START
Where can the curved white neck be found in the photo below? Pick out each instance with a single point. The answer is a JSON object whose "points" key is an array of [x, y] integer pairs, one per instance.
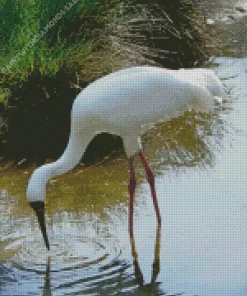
{"points": [[72, 155]]}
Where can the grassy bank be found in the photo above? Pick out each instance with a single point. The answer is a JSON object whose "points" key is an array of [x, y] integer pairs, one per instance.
{"points": [[52, 50]]}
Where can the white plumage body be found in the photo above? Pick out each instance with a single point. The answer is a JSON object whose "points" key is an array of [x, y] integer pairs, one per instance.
{"points": [[123, 103]]}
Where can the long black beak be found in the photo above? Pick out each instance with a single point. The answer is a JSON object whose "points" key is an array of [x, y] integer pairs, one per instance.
{"points": [[39, 209]]}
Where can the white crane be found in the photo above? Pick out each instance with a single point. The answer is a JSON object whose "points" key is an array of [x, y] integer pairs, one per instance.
{"points": [[124, 103]]}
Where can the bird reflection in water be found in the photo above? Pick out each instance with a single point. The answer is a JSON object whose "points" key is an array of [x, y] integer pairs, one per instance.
{"points": [[47, 284], [142, 289], [156, 262]]}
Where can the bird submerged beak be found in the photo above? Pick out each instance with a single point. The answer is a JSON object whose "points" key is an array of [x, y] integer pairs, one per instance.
{"points": [[39, 209]]}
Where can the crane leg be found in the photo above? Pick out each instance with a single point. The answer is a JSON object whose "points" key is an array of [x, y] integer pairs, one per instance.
{"points": [[132, 186], [150, 178]]}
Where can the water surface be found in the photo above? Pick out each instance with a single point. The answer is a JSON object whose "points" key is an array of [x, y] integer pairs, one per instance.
{"points": [[201, 249]]}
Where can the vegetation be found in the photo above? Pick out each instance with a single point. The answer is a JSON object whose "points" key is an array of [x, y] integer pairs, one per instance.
{"points": [[52, 49]]}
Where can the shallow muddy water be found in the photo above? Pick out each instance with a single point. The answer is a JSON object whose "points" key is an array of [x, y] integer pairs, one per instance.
{"points": [[201, 249]]}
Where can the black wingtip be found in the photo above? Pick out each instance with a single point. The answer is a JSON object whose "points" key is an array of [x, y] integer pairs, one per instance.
{"points": [[39, 209]]}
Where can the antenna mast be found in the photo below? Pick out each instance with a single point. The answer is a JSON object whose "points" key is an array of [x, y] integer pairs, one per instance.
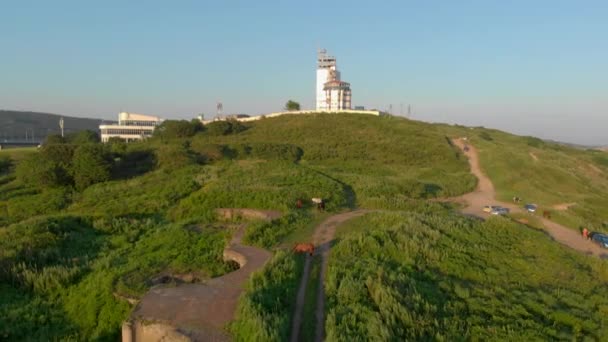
{"points": [[61, 125]]}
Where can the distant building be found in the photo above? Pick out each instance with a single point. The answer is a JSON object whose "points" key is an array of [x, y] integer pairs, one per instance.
{"points": [[130, 127], [332, 93]]}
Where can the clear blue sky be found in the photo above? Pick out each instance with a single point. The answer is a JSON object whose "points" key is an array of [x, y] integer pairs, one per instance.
{"points": [[530, 67]]}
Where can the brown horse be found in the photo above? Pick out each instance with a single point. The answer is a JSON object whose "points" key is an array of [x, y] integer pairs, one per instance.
{"points": [[304, 248]]}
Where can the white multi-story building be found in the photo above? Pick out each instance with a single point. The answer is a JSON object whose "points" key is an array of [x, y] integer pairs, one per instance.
{"points": [[332, 93], [130, 127]]}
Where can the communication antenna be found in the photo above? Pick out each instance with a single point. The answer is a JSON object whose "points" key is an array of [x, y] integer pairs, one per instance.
{"points": [[61, 125], [219, 107]]}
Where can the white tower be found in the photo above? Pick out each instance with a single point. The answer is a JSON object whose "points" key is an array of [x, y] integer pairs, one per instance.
{"points": [[325, 64]]}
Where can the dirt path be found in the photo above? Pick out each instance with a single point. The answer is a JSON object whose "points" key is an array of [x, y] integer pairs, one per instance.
{"points": [[201, 311], [322, 239], [485, 194], [563, 206]]}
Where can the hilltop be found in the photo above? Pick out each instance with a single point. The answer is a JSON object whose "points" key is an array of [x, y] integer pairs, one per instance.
{"points": [[14, 124], [100, 225]]}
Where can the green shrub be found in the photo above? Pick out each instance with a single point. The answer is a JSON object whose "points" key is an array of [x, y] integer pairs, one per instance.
{"points": [[91, 164], [39, 171], [5, 164], [264, 311], [436, 275]]}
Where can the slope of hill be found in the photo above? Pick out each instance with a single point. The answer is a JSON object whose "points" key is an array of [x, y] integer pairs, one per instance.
{"points": [[570, 182], [100, 225], [14, 124]]}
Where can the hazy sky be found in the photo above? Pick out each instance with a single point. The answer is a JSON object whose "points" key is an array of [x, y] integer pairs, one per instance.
{"points": [[529, 67]]}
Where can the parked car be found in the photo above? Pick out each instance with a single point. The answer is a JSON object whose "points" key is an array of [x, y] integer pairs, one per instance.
{"points": [[600, 239], [489, 208], [500, 211]]}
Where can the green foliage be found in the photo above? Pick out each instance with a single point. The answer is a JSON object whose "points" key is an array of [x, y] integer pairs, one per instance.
{"points": [[485, 136], [273, 185], [269, 151], [224, 127], [39, 171], [269, 234], [90, 165], [5, 164], [534, 142], [292, 105], [440, 276], [153, 193], [49, 201], [83, 137], [175, 156], [173, 129], [264, 311], [52, 139], [61, 154], [546, 174]]}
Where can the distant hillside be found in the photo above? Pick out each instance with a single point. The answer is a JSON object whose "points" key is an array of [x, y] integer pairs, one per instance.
{"points": [[14, 124]]}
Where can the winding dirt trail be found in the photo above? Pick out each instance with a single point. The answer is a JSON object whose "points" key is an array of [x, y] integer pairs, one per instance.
{"points": [[200, 312], [322, 239], [485, 194]]}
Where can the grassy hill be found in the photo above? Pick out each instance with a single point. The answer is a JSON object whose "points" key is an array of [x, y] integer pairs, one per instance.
{"points": [[13, 124], [417, 270], [548, 174]]}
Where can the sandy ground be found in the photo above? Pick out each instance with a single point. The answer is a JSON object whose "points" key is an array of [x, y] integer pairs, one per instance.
{"points": [[322, 239], [202, 310], [485, 194]]}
END
Quote the entries in full. Any image among them is to be omitted from the copy.

• PROBLEM SOLUTION:
Where can the curved white neck be found in the photo below? Pick out each instance with a single point. The answer is a JSON object whose "points" key is an array of [x, y] integer pairs, one per instance.
{"points": [[72, 155]]}
Where can the grassy bank be found in the photo above? Pick out each instance with a single point. The answer is a JSON object whose "points" key is an array of [x, y] integer pairs, one per instance.
{"points": [[52, 50]]}
Where can the white plumage body be found in the photo above? Pick out each instance with a single point. The answer is a JSON object whose "points" key is an array of [x, y] integer pairs, one per instance.
{"points": [[123, 103]]}
Where can the long black beak be found in the photo above? Pick out each instance with a single point. The answer is a JSON object whose "points" key is an array of [x, y] integer pairs, one per instance.
{"points": [[39, 209]]}
Where can the white crane be found in the photo above? Pick out each instance with a single point. The answer is a JSON object whose "points" key is an array of [x, y] integer pairs, one per instance.
{"points": [[124, 103]]}
Where can the bird reflection in water be found in the photo above? Pick out each instance with a single point. The answer is a JSON object whose "points" key is an array of [x, y] integer pairs, one per instance.
{"points": [[47, 284], [142, 289], [156, 262]]}
Where can the bird submerged beak be found in the photo above? Pick out each instance with a single point. The answer is a JSON object whose "points" key is an array of [x, y] integer pairs, one per instance.
{"points": [[39, 209]]}
Where can the crane leg be found in the photo above? Pick out each instance with a single point. The answer is a JSON object whose "points" key is an array of [x, y] integer pairs, one per instance.
{"points": [[132, 186], [150, 178]]}
Where can the water surface be found in the photo above? Pick out each instance with a single point. The answer is a JSON object whose "points" key is an array of [x, y] integer pairs, one per instance.
{"points": [[201, 249]]}
Where can the vegetation be found in the photo above? Pick out each instance with a single point. The answer is a JSON object whose "points" key is an array of [x, y] integer pairs, one per instance.
{"points": [[52, 49]]}
Where can the shallow muddy water be found in the photo above? Pick out each instance with a single point. The answer is a JSON object whose "points" key is an array of [x, y] integer pairs, one per instance.
{"points": [[201, 249]]}
Where can the black wingtip be found in the photo above? Pick out each instance with a single point. The answer is a JSON object whose "points" key is an array of [x, y] integer pairs, one per instance.
{"points": [[39, 209]]}
Where can the antenna mast be found in the photo below? Pick out each instance with a single point. The answer is a JSON object whose "points" key is an array of [x, y] integer pairs, one per instance.
{"points": [[61, 125]]}
Where can the distant building be found in the photo above? Pick out each instance with a single point. The answer is a JSON object whose "points" key is an array of [x, y] integer pairs, one per instance.
{"points": [[130, 127], [332, 93]]}
Where can the clear blue sky be found in the photo above? Pick out each instance with a single point. The answer is a JSON object whose "points" key is an array of [x, y] integer pairs, one per instance.
{"points": [[530, 67]]}
Where can the brown horse be found in the photo above? Pick out each instance with a single point. The answer is a JSON object whose "points" key is an array of [x, y] integer pairs, one per instance.
{"points": [[304, 248]]}
Where can the white multi-story building be found in the photo above? Pick out each instance with a single point. The answer is a JSON object whose "points" key is an array of [x, y] integer pairs, one per instance.
{"points": [[332, 93], [130, 127]]}
Where can the communication antenna be found in the photo above? Pick out each instance with a single point. The answer is a JSON object whose "points" key is an array of [x, y] integer pairs, one per instance.
{"points": [[61, 125], [219, 107]]}
Where can the white tower be found in the photo above? Pick out each instance with a single point. The answer is a JSON object whose "points" key is an array of [x, y] integer pairs, one per instance.
{"points": [[325, 64]]}
Where can the dirt path be found in the photo above? Pick out each instance with a single point. The answer is a JSON object whose "points" key is an array of [x, y] integer pairs, one per instance.
{"points": [[201, 311], [322, 239], [485, 194], [563, 206]]}
Where can the hilltop be found in the photo above? Pick out each instance with a single point. The answer is a JSON object whose "points" key is an array of [x, y] integer pairs, one per instance.
{"points": [[14, 124], [100, 225]]}
Where can the green shrub be found in the photo above? Pick out each instance with a single point. The answer is a JSON object whose "points" key is an array of [x, y] integer pairs, one per instance.
{"points": [[91, 164], [39, 171], [5, 164], [264, 311], [436, 275]]}
Where can the slope of hill be found in the photo above? Pick out each instance with a single point. The answer is a JSON object whose "points" key is an array of [x, y] integer pairs, one per instance.
{"points": [[570, 182], [100, 225], [14, 124]]}
Where can the hazy sky be found in the photo above? Pick out each instance with a single point. The answer is a JSON object whose "points" key is an array of [x, y] integer pairs, one per instance.
{"points": [[529, 67]]}
Where can the parked car be found in the photo above? Pick out each instance with a single point. The answer is a JSON object whose "points" key is an array of [x, y] integer pairs, one per instance.
{"points": [[600, 239], [489, 208], [500, 211]]}
Where can the green foliage be found in the photo above? Pick out each instance with a single point. The answer is a JSON object whose "points" key is an array of [x, y] integer pairs, one per instance.
{"points": [[485, 136], [273, 185], [269, 151], [224, 127], [39, 171], [269, 234], [90, 165], [5, 164], [534, 142], [292, 105], [440, 276], [153, 193], [49, 201], [83, 137], [175, 156], [173, 129], [264, 311], [52, 139], [61, 154], [546, 174]]}
Where can the distant hillside be found in the photo above? Pick out each instance with a single point. The answer is a JSON object whose "points" key is an array of [x, y] integer pairs, one per instance.
{"points": [[14, 124]]}
Where can the winding dirt trail be found in the photo above? Pick out each instance with a single point. The answer is a JSON object whose "points" key is an array of [x, y] integer pairs, one per instance.
{"points": [[200, 312], [322, 239], [485, 194]]}
Where can the grassy hill be found in the photo above? Pick out each instance with a single point. The answer is a JSON object whose "points" key is an array of [x, y] integer pairs, one per instance.
{"points": [[13, 124], [417, 270], [548, 174]]}
Where can the sandy ground be found in the photo above? Pick out each instance with a single point. The answer is a JSON object whose "points" key is an array of [x, y] integer pairs, one per instance.
{"points": [[322, 239], [202, 310], [485, 194]]}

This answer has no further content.